Les crédits biodiversité peuvent être définis comme une unité quantifiable, traçable et achetable sur un marché de contribution positive à la biodiversité et aux communautés locales en bénéficiant, obtenue par le biais d’actions de conservation ou de restauration suivies dans le temps et vérifiées par un organisme tiers indépendant.
À cette occasion, un panel international, baptisé IAPB (International Advisory Panel on Biodiversity Credits), initiative indépendante établie par la France et le Royaume-Uni en juin 2023, avait présenté un rapport sur les crédits biodiversité. Co-présidé par Sylvie Goulard, ancienne sous-gouverneure à la Banque de France, et Amelia Fawcett, administratrice indépendante principale de la State Street Corporation, ce panel sera présent à Monaco pour présenter la dernière mouture du projet des crédits biodiversité.
"La base, c’est la même que les crédits carbone: des marchés permettant de financiariser des projets en faveur de la nature par des acteurs privés souhaitant investir dans ce sens", explique Robert Calcagno, directeur général de l’Institut océanographique de Monaco et membre du panel IAPB. Mais la comparaison s’arrête là et c’est un point essentiel de ce projet à la vue des abus observés autour des crédits carbone. "Les crédits carbone ont été développés de manière impétueuse prenant rapidement beaucoup d’ampleur sans contrôle, sans information publique ni prise en compte des enjeux locaux sociologiques et environnementaux. C’est devenu un marché financier avec de la spéculation. Notre recommandation est de ne pas reproduire les mêmes erreurs ", énumère l’ancien conseiller-ministre chargé de l’Équipement, de l’Environnement et de l’Urbanisme en Principauté.
Concrètement, l’objectif est de permettre à des marchés privés d’entrer en contact avec des opérateurs de marché locaux. Ces derniers les mettraient ensuite en relation avec des développeurs de projets bénéfiques pour la nature.
L’IAPB, composé de plus de 120 représentants issus de plus de 25 pays différents, du monde de la finance, des entreprises, des Peuples Autochtones et de communautés locales, des ONGs et du monde universitaire, recommande ainsi un développement plus progressif des crédits biodiversité. "L’espoir est qu’ils deviennent une source majeure du financement de la biodiversité dans 10 ou 20 ans. Il faut avant tout mettre en place des marchés financiers à haute intégrité. Les règles doivent être établies avec de la régulation et du contrôle", précise Robert Calcagno.

• **Consigne**: Recopiez fidèlement l'extrait sur les crédits biodiversité, en commençant à « Concrètement, l’objectif est » et en terminant à « pour la nature. ». Servez-vous uniquement de l'extrait.

• **Données sources**:
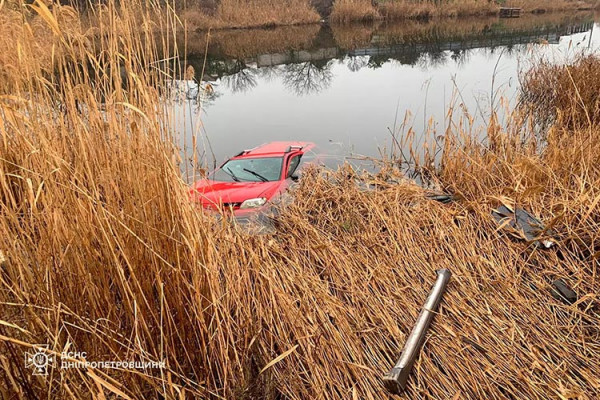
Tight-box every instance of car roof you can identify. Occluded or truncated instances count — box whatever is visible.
[233,142,314,158]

• **Réponse complète**:
Concrètement, l’objectif est de permettre à des marchés privés d’entrer en contact avec des opérateurs de marché locaux. Ces derniers les mettraient ensuite en relation avec des développeurs de projets bénéfiques pour la nature.